Aim of the task:
Please format every line of all the items below as a JSON list of strings, one string per line, skipping blank lines. Leave the pictures out of your answer.

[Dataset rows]
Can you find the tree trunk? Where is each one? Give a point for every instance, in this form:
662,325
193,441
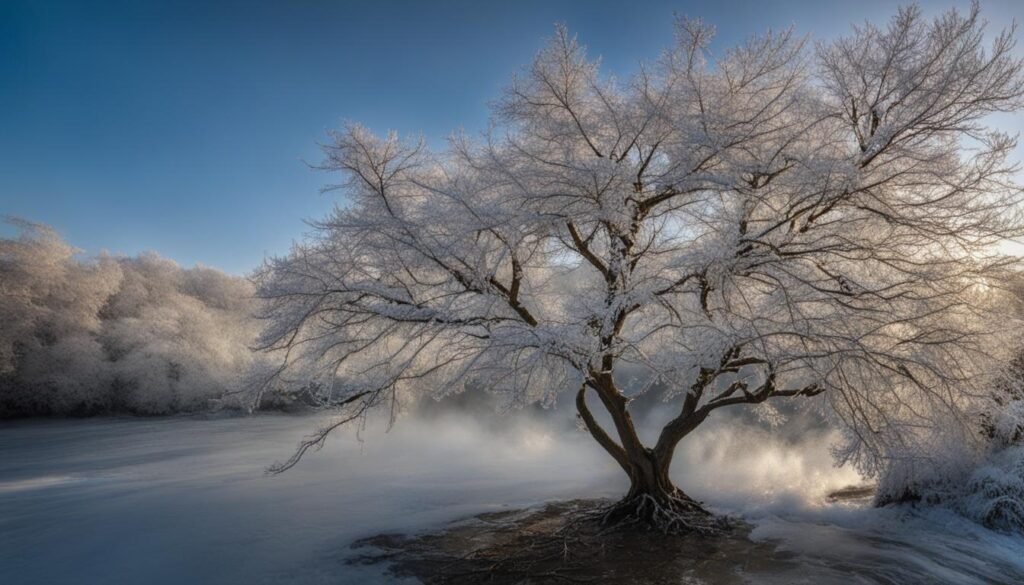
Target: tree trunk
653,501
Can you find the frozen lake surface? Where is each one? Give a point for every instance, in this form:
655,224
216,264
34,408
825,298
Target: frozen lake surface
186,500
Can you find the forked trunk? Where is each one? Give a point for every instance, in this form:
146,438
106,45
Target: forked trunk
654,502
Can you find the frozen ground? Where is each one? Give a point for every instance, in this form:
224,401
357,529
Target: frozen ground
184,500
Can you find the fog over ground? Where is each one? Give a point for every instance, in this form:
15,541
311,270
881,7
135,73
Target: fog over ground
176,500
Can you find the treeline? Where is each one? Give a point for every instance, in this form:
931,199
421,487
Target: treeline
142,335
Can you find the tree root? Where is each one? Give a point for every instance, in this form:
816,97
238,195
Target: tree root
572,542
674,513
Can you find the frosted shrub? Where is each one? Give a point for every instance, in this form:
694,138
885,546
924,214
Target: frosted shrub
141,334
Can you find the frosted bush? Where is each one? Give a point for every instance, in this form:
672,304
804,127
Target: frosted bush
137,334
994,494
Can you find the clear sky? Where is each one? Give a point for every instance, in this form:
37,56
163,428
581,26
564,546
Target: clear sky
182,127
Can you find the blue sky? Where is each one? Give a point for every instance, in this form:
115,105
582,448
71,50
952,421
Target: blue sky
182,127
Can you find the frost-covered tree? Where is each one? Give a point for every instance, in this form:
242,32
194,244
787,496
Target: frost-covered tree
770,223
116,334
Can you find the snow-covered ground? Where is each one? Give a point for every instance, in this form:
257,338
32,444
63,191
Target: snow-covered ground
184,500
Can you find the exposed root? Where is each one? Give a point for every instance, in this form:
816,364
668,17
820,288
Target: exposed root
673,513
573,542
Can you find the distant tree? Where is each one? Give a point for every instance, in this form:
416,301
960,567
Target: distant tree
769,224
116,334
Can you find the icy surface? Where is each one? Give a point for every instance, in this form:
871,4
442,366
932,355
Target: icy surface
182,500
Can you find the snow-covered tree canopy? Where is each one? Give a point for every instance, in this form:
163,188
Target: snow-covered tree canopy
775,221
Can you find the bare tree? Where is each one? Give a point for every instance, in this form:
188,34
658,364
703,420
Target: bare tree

Written solution:
[
  "Can you find the tree trunk? Where is each one? Give a point for every instance, in this form:",
  "662,325",
  "193,441",
  "Target: tree trunk",
  "653,501",
  "Can you find the frozen lake surface? Where is each one? Give a point for every instance, in this form:",
  "655,224",
  "216,264",
  "34,408",
  "825,298",
  "Target: frozen lake surface",
  "186,500",
  "Can you find the forked trunk? Where is each one? Give a point for every instance, in this form:",
  "146,438",
  "106,45",
  "Target: forked trunk",
  "654,502",
  "Can you find the frozen ground? Where is each one? Give a point for every instance, in this form:",
  "224,401",
  "357,529",
  "Target: frozen ground",
  "184,500",
  "Can you find the fog over ground? Where is each one? Give a point for every instance, in this form:",
  "15,541",
  "311,270",
  "881,7",
  "135,73",
  "Target: fog over ground",
  "176,500",
  "Can you find the treeline? Where is each one? Give a point for every instance, in this form:",
  "931,199",
  "421,487",
  "Target: treeline",
  "142,335",
  "Can you find the tree root? Where is each one? Give a point for every instance, in this form:",
  "816,97",
  "238,195",
  "Target: tree root",
  "572,542",
  "674,513",
  "Can you find the frosted shrub? Where is each one? Give a point for every instance, in this form:",
  "694,138",
  "885,546",
  "924,214",
  "Target: frosted shrub",
  "141,334",
  "Can you find the frosted bush? Where is each one? Give a point for every instance, in this form:",
  "672,304",
  "804,127",
  "Target: frosted bush",
  "137,334",
  "994,494",
  "Can you find the clear sky? Where is each one? Give a point for every instance, in this form:",
  "37,56",
  "163,428",
  "581,26",
  "564,546",
  "Target: clear sky",
  "182,127",
  "Can you find the blue sky? Where is each one? Give a point for every instance, in this form:",
  "115,105",
  "582,448",
  "71,50",
  "952,421",
  "Target: blue sky",
  "182,127",
  "Can you find the frost-covered tree? Where is each one? Give a point for every instance, in this form:",
  "242,32",
  "194,244",
  "787,496",
  "Target: frost-covered tree",
  "770,223",
  "116,334",
  "Can you find the snow-covered ground? Where is each one? Give a point for every instance, in this form:",
  "257,338",
  "32,444",
  "63,191",
  "Target: snow-covered ground",
  "184,500",
  "Can you find the exposed root? Where is each one? Give a point for every instance, in this form:",
  "816,364",
  "668,17",
  "820,288",
  "Target: exposed root",
  "673,513",
  "573,542",
  "Can you find the distant tree? Where is each one? Give a point for every instance, in this form:",
  "416,301",
  "960,567",
  "Target: distant tree",
  "769,224",
  "116,334",
  "Can you find the icy surface? Where is each one? Give a point for every instance, in this form:",
  "871,4",
  "442,366",
  "932,355",
  "Target: icy surface",
  "182,500",
  "Can you find the snow-covered tree canopy? Where is each one? Give a point for every instance, in this form:",
  "163,188",
  "Target: snow-covered tree canopy",
  "775,221",
  "Can you find the bare tree? Where is each one? Give a point for every instance, in this form:",
  "188,34",
  "658,364",
  "703,420",
  "Target: bare tree"
]